▶ _WHAT THE EXERCISE ASKS_: Count the lines in the records below that contain the string "woman". Give only the number.
——
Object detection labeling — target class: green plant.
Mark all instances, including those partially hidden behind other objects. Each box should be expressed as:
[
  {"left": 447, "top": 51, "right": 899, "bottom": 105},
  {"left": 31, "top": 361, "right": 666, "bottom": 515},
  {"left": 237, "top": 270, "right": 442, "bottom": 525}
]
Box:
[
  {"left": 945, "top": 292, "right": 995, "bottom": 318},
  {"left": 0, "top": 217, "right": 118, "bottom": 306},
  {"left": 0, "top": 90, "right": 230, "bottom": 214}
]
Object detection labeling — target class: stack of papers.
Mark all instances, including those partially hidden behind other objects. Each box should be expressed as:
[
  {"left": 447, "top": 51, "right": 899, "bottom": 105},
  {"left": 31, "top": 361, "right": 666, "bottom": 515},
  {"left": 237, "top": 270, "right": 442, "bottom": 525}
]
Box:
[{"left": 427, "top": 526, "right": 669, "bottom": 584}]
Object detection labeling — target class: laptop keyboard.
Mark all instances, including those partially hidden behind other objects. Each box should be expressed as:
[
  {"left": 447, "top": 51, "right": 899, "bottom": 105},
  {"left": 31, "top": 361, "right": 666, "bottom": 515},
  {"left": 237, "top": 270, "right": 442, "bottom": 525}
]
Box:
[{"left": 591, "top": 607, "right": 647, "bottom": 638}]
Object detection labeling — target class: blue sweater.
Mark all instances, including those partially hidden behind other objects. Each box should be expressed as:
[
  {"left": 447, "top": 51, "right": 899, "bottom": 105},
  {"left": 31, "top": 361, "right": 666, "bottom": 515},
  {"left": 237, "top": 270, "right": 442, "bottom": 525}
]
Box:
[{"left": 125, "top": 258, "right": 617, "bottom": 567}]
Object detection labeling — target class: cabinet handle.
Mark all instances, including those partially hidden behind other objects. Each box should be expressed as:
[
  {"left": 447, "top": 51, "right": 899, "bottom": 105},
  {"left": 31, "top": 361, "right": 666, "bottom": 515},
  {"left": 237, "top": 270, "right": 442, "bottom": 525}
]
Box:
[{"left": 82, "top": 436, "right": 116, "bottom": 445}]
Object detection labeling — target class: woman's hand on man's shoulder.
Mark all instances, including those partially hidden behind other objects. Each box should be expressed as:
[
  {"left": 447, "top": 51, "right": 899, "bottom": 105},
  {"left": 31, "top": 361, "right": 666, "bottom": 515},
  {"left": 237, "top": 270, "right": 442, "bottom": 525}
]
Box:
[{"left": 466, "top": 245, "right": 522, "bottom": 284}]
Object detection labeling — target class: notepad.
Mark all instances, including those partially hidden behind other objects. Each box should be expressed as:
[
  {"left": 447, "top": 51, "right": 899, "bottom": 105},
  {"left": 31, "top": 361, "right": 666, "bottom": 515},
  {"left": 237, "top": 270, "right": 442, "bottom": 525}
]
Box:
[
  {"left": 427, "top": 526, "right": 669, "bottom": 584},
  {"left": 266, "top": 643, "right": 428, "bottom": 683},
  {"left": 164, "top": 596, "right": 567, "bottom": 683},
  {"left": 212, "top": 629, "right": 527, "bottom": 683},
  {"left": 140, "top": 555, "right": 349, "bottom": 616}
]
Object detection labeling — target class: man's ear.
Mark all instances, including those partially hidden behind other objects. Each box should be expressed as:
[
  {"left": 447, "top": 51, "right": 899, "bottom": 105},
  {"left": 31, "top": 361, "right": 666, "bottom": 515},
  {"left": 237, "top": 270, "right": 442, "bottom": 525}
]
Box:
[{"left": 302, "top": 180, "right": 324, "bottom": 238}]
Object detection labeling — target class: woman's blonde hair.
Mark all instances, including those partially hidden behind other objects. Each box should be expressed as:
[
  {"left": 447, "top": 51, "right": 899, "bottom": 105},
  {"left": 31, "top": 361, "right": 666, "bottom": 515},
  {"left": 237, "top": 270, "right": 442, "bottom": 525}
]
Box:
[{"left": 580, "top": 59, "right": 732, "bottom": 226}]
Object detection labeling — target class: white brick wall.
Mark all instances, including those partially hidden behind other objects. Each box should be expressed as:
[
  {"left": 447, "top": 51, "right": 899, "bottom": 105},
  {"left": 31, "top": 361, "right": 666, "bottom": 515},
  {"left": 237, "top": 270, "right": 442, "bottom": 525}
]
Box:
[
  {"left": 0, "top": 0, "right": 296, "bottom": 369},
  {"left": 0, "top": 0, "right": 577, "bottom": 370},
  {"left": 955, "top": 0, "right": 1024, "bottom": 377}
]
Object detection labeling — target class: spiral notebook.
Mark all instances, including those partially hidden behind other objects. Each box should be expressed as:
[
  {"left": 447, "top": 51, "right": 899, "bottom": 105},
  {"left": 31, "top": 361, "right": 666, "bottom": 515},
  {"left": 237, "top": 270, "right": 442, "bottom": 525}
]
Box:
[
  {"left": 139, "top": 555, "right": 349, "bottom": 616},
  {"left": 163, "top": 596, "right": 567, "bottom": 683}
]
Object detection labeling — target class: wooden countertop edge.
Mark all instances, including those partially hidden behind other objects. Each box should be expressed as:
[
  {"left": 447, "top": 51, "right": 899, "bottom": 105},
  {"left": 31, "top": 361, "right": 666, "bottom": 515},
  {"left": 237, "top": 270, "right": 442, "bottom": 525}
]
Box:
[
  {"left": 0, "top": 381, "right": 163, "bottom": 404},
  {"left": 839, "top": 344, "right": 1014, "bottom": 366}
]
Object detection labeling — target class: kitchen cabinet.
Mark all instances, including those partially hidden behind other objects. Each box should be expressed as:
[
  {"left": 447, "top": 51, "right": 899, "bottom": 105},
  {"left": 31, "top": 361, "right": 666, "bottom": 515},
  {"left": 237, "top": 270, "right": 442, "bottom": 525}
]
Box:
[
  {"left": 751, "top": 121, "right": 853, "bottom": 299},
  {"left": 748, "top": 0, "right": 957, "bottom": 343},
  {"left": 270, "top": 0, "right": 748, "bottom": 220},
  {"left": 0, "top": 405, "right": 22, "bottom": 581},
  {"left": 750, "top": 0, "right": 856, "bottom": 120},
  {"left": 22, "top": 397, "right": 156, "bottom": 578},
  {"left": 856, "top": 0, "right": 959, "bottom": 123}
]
——
▶ _OUTPUT FOR THIS TASK_: 2